* **Work to complete**: Would you please repeat exactly the lines from the one containing "Query: orange highlighter" to the end of the records, both included, and leave out the rest?

Natural-language object grounding data
┏━━
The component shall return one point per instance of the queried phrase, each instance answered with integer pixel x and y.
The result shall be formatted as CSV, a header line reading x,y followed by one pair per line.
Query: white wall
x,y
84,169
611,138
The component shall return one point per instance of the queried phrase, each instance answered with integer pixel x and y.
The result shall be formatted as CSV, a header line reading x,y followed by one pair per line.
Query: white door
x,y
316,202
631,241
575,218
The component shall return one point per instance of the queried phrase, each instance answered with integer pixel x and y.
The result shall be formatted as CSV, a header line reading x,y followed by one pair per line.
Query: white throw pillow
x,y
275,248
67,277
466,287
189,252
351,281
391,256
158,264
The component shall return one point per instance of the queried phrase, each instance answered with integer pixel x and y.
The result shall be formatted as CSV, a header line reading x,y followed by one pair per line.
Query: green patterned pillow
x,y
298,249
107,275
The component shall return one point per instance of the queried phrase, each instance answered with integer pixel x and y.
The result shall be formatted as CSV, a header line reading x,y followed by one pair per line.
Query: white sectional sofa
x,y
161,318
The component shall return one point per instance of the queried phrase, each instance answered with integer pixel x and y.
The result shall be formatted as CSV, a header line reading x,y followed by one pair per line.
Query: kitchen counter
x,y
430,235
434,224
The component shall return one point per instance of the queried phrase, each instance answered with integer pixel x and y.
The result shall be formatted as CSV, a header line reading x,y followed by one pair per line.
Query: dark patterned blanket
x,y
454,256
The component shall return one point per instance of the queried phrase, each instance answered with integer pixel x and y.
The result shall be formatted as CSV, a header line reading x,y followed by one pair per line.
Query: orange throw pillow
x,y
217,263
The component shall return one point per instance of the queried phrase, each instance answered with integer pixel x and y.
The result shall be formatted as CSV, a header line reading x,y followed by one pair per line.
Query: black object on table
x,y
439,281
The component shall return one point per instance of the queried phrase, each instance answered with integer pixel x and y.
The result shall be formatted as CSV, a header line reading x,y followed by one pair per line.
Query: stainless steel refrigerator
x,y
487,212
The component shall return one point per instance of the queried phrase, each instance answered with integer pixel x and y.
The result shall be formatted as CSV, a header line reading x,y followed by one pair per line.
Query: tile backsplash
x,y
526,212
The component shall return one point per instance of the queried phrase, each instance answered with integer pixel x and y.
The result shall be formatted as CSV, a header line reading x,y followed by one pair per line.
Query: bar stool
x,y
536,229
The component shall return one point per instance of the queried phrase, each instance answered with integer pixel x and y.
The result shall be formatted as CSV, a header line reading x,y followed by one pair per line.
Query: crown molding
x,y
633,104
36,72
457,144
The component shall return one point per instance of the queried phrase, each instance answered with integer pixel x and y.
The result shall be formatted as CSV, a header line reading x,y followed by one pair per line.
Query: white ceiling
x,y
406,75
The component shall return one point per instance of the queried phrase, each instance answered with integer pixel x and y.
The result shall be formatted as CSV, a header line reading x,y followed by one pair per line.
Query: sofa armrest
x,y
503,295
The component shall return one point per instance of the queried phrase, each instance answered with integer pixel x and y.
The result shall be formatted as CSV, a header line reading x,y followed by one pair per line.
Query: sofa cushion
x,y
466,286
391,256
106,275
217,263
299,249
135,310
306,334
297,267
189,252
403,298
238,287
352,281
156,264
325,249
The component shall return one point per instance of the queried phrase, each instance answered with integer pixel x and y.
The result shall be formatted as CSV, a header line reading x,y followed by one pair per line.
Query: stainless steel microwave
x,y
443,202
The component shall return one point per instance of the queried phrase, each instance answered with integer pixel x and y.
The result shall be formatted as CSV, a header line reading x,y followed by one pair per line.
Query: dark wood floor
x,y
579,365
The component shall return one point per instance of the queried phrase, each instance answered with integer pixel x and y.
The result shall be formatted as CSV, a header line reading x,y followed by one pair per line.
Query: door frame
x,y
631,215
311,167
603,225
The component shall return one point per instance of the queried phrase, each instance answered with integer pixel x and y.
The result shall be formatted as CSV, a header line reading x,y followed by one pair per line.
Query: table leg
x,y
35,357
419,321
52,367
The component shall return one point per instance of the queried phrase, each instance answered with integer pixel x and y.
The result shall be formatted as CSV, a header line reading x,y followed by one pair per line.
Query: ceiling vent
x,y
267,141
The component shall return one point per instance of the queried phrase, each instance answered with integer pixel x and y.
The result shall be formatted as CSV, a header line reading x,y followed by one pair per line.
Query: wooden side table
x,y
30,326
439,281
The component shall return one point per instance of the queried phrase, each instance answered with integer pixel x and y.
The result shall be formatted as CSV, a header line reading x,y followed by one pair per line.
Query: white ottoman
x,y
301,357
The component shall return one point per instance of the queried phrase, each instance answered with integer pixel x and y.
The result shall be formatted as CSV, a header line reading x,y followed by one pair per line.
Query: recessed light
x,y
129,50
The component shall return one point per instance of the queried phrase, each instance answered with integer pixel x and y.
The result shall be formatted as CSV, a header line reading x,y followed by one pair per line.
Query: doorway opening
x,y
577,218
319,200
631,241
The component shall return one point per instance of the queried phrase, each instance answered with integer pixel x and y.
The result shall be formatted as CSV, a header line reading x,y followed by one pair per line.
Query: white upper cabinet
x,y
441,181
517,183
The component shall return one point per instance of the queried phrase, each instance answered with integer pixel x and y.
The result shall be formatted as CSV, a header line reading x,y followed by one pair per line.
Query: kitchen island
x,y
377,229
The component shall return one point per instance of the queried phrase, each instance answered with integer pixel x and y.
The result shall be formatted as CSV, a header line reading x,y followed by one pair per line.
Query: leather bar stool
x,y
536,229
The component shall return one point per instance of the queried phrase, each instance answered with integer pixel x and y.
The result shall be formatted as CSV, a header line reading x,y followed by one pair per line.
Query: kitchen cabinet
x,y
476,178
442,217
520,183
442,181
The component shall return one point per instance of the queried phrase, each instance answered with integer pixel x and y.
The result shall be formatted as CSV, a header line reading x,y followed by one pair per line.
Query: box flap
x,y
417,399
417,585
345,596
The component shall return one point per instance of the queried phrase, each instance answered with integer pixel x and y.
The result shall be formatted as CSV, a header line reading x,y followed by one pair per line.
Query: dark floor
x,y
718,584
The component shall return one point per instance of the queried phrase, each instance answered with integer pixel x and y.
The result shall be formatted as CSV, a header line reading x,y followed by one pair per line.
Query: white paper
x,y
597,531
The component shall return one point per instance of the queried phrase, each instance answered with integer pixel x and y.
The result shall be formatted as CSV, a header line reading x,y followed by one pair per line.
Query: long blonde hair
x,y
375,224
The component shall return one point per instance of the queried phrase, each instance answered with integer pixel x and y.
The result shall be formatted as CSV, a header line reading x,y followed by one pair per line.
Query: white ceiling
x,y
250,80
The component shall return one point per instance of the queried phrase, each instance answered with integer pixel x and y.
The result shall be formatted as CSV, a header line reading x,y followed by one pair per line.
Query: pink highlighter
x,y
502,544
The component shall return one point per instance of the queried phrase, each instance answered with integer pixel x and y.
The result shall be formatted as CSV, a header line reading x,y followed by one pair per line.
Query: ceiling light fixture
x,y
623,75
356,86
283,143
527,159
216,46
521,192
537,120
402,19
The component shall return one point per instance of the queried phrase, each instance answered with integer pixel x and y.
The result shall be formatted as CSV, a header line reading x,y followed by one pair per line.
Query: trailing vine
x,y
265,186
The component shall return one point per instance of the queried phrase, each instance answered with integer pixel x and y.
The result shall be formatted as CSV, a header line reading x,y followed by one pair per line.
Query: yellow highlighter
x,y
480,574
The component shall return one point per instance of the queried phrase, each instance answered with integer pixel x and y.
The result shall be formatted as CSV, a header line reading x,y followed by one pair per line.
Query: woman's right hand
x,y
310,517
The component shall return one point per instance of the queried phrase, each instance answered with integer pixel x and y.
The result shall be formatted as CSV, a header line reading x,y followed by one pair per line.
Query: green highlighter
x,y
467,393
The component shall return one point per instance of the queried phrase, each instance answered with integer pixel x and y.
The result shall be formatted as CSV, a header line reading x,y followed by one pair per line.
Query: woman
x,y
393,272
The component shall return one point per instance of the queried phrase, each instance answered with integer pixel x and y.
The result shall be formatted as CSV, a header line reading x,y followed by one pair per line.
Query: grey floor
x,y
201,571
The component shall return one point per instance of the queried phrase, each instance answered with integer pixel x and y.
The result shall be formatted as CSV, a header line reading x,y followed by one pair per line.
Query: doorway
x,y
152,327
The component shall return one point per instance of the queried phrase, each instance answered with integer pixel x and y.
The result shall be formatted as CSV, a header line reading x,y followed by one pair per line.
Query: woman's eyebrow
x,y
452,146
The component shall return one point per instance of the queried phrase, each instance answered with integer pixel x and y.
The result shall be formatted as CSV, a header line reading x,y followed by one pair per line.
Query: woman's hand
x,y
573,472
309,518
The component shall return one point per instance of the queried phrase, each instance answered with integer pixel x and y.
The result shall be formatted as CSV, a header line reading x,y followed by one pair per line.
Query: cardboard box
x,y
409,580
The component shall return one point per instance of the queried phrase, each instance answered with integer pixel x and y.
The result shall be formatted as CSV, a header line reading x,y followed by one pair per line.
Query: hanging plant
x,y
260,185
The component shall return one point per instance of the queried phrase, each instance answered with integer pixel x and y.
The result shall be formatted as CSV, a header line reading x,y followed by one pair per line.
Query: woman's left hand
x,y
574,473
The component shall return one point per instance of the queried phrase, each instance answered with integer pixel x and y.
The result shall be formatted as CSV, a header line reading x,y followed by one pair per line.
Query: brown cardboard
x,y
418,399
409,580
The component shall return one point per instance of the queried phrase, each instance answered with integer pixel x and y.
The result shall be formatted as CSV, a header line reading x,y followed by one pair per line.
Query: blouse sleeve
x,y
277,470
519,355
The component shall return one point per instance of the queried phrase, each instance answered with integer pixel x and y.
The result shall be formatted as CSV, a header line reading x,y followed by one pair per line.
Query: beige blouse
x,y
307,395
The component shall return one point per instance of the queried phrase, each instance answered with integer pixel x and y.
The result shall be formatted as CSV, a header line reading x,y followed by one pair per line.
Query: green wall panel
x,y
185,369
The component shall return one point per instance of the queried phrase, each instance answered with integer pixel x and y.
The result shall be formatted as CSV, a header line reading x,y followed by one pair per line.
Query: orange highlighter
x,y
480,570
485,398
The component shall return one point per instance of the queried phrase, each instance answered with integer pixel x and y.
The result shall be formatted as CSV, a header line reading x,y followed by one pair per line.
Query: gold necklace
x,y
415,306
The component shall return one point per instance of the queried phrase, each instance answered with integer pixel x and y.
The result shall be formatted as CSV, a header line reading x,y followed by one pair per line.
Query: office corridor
┗━━
* **Written answer**:
Query: orange highlighter
x,y
480,570
485,398
The component shall return one point per instance of the queried phrase, each instance answered with integer pixel x and y.
The result shall be formatted as CSV, a header line reading x,y followed by one pair per line.
Query: gold necklace
x,y
415,306
The component shall return one point per instance of the queried phrase, each instance answered with integer pixel x and y.
The result shall be formatted as CSV, a header line reading x,y followed by one pair per line.
Query: office corridor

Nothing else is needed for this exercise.